### TEKS BACAAN
INTERELASI ISLAM DAN JAWA DALAM BIDANG ARSITEKTUR ( MASJID )
MAKALAH
Disusun Guna Memenuhi Tugas Mata Kuliah : Islam dan Budaya Jawa
Dosen Pengampu : Prof. Dr. Sri Suhandjati Sukri, M.Hum
Disusun Oleh :
Lailin Najihah (1404026010)
FAKULTAS USHULUDDIN
PRODI TAFSIR HADITS
UNIVERSITAS ISLAM NEGERI WALISONGO
2015
BAB I
PENDAHULUAN
A.
LATAR
BELAKANG
Islam masuk di tanah jawa bertujuan untuk menyebarkan khasanah yang
baik dengan tanpa sedikitpun menghapus kebudayaan masyarakat Jawa, karena itu
salah satu metode para ulama’ dahulu dalam menyebarkan agama Islam di Jawa ini.[1] Sejak Islam masuk di Jawa, ,
Islam bertemu dengan nilai-nilai Hindu-Budha yang sudah mengakar kuat di
masyarakat. Tentu saja nilai-nilai dari Hindu-Budha pun sebelumnya telah
mengakomodasi nilai religi animisme dan dinamisme sebagai nilai yang telah ada.

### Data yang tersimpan
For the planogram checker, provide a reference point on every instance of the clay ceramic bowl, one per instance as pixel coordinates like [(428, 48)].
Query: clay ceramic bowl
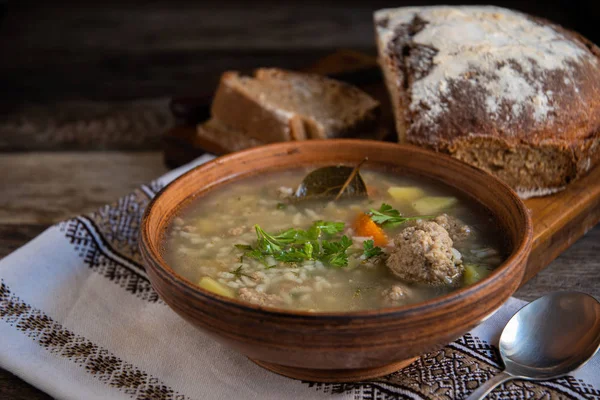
[(338, 346)]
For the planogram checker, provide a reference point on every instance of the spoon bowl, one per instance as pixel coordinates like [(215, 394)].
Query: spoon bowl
[(548, 338)]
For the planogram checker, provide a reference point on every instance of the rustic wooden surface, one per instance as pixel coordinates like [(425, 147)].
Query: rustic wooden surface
[(85, 88)]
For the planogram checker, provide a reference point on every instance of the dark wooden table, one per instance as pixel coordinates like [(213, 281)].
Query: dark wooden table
[(85, 91)]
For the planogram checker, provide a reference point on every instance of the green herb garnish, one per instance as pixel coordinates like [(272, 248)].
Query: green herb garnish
[(388, 217), (370, 250)]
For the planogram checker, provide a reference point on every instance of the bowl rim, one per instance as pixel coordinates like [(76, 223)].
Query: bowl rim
[(518, 256)]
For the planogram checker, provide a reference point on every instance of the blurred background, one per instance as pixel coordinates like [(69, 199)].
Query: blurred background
[(118, 50)]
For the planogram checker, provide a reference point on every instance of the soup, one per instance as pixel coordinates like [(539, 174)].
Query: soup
[(403, 240)]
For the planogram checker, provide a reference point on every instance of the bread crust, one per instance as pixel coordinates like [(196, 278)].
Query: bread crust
[(558, 122), (240, 111), (278, 105)]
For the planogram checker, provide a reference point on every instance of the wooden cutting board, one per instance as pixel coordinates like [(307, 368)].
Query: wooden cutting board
[(558, 220)]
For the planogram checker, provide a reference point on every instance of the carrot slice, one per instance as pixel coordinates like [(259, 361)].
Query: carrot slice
[(364, 226)]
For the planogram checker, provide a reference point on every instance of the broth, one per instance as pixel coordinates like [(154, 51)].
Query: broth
[(211, 239)]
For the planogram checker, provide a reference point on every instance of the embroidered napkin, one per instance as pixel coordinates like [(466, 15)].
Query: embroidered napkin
[(80, 320)]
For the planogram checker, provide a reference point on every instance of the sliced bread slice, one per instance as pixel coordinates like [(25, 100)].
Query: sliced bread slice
[(278, 105), (217, 138)]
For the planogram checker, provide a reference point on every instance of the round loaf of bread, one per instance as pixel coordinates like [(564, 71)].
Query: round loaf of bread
[(506, 92)]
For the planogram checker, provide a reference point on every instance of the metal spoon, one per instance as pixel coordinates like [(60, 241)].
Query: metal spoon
[(548, 338)]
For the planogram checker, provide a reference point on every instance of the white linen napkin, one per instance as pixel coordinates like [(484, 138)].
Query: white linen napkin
[(79, 320)]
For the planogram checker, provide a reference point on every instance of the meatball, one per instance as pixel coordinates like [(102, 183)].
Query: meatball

### TUJUAN TUGAS
Tuliskan kembali tanpa perubahan bagian makalah tentang Islam dan Jawa dalam arsitektur masjid, dari "INTERELASI ISLAM DAN" terus sampai ke "Lailin Najihah (1404026010)".

### HASIL TUGAS
INTERELASI ISLAM DAN JAWA DALAM BIDANG ARSITEKTUR ( MASJID )
MAKALAH
Disusun Guna Memenuhi Tugas Mata Kuliah : Islam dan Budaya Jawa
Dosen Pengampu : Prof. Dr. Sri Suhandjati Sukri, M.Hum
Disusun Oleh :
Lailin Najihah (1404026010)